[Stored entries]
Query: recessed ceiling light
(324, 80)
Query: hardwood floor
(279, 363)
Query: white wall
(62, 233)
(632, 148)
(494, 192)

◆ EXERCISE AIM:
Would you copy each line of the data exactly as it appears above?

◆ WRITTEN ANSWER:
Query: recessed ceiling light
(324, 80)
Query: hardwood floor
(279, 363)
Query: white wall
(62, 233)
(632, 148)
(494, 192)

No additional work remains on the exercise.